## Prompt 1
Can you put the lines of the entries below into a JSON list of strings, one string per line with blank lines left out, covering the line that contains "Mark every instance of the rider's" through the last line of the entries, inclusive?

## Extract to read
City's youth saves its hardest words for West's inaction: The decision not to bomb the Serbs has angered Muslims, writes Emma Daly in Sarajevo
Tuesday 22 February 1994
'We are here to protest about last night,' said Amir Telibecirevic. 'They should have been attacking the Serbs and their heavy weapons.' Instead, 'they want to split up Sarajevo'. 'We are all mixed - Serbs, Croats, Muslims, Jews - and we want to stay like that.' His friends nodded in agreement.
Mr Telibecirevic, 20, comes from Ilidza, a suburb held by the Serbs. 'We are refugees in our town,' he said angrily, adding that many friends who did not escape are dead. He lives in a grim concrete tower block in a flat that housed a Serbian family who fled to the other side 'of their own free will'. 'The man was a sniper,' Mr Telibecirevic said by way of explanation, and added, matter of factly: 'My father was killed on the front line by a sniper.'
He does not see air strikes as a deterrent but as a just punishment. 'We want the heavy weapons to be bombed because those are the weapons sending millions of shells on to our cities. But we know Boutros- Ghali (UN Secretary-General) does not want to act against the Serbs.'
Above, two Nato fighters roared by on a reconnaissance mission - but the rumble of jets cannot drown out the fact that Nato has lived down to Sarajevo's expectations.

## Prompt 2
Will you repeat, word for word, the part of the Sarajevo article between "Mr Telibecirevic, 20, comes" and "to Sarajevo's expectations.", inclusive?

## Supplied records
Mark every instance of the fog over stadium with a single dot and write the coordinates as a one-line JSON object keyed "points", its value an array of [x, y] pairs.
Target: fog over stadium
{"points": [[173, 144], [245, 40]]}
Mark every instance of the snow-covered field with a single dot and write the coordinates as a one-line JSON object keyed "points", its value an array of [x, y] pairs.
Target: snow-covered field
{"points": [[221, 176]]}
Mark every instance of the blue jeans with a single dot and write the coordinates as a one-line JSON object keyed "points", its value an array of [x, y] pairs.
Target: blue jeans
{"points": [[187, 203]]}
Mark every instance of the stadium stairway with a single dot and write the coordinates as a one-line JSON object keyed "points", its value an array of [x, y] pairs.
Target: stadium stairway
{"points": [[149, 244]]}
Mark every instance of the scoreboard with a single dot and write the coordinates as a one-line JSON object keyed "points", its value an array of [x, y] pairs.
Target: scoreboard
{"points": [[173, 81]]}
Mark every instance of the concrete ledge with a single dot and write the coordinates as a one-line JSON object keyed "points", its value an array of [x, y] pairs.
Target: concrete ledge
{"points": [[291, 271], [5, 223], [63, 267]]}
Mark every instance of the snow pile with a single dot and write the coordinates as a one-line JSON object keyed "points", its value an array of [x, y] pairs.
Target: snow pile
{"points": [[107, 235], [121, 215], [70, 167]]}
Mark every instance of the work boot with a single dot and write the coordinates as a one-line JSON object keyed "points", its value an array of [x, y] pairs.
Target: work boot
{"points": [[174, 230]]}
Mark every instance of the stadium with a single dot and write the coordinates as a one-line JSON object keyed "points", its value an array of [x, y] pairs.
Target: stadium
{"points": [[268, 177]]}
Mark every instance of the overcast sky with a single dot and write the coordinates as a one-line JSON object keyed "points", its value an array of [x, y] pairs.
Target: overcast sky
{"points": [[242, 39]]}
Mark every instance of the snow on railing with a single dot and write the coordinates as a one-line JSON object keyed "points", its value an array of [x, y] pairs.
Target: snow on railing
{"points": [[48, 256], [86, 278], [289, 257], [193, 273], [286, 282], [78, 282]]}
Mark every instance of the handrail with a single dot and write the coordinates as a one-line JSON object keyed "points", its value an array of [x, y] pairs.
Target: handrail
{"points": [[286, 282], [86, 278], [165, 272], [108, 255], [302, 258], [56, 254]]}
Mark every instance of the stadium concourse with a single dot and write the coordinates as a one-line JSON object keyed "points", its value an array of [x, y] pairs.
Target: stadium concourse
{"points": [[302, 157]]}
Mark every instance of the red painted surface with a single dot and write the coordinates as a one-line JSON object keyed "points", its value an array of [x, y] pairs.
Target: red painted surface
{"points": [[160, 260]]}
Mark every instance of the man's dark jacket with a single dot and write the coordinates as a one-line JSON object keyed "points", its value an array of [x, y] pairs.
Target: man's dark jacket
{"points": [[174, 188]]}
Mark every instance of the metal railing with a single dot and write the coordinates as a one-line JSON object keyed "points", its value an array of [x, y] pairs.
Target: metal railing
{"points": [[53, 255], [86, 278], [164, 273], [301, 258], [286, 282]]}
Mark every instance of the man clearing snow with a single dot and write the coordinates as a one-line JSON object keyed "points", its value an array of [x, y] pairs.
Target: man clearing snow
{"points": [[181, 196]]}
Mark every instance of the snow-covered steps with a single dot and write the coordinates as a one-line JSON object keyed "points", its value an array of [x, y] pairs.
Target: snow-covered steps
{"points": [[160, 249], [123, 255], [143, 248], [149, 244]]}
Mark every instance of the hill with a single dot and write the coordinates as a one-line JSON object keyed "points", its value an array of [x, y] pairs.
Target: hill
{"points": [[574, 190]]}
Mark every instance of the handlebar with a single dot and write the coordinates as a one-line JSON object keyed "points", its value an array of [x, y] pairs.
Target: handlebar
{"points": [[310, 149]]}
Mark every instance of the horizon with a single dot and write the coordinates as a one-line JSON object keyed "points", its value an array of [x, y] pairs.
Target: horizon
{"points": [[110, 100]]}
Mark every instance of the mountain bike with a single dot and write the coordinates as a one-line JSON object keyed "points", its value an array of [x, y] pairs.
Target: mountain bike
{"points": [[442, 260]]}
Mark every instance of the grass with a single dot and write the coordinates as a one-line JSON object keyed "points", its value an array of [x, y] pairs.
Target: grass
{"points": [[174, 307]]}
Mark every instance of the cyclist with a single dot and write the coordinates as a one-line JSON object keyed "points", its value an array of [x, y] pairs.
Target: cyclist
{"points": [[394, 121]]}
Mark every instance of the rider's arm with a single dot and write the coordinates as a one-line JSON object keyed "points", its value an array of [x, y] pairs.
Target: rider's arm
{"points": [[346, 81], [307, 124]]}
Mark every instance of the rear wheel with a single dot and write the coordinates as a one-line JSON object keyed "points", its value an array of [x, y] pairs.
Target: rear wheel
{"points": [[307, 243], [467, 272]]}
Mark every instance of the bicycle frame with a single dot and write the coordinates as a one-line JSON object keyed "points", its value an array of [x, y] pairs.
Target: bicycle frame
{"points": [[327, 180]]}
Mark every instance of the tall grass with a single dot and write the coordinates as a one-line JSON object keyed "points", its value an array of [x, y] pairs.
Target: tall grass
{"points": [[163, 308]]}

## Correct response 1
[
  "Mark every instance of the rider's arm with a single dot and write the coordinates as a one-line JSON object keyed \"points\", its value an array of [x, y] pairs.",
  "Target: rider's arm",
  "{\"points\": [[346, 81], [307, 124]]}",
  "Mark every instance of the rear wheel with a single dot and write the coordinates as a one-line JSON object keyed \"points\", its value an array of [x, y] pairs.",
  "Target: rear wheel",
  "{\"points\": [[307, 243], [467, 272]]}",
  "Mark every instance of the bicycle frame with a single dot and write the coordinates as a one-line JSON object keyed \"points\", its value an array of [x, y] pairs.",
  "Target: bicycle frame",
  "{\"points\": [[327, 180]]}",
  "Mark every instance of the tall grass with a single dot and write the coordinates as a one-line JSON object keyed \"points\", its value an array of [x, y] pairs.",
  "Target: tall grass",
  "{\"points\": [[163, 308]]}"
]

## Correct response 2
Mr Telibecirevic, 20, comes from Ilidza, a suburb held by the Serbs. 'We are refugees in our town,' he said angrily, adding that many friends who did not escape are dead. He lives in a grim concrete tower block in a flat that housed a Serbian family who fled to the other side 'of their own free will'. 'The man was a sniper,' Mr Telibecirevic said by way of explanation, and added, matter of factly: 'My father was killed on the front line by a sniper.'
He does not see air strikes as a deterrent but as a just punishment. 'We want the heavy weapons to be bombed because those are the weapons sending millions of shells on to our cities. But we know Boutros- Ghali (UN Secretary-General) does not want to act against the Serbs.'
Above, two Nato fighters roared by on a reconnaissance mission - but the rumble of jets cannot drown out the fact that Nato has lived down to Sarajevo's expectations.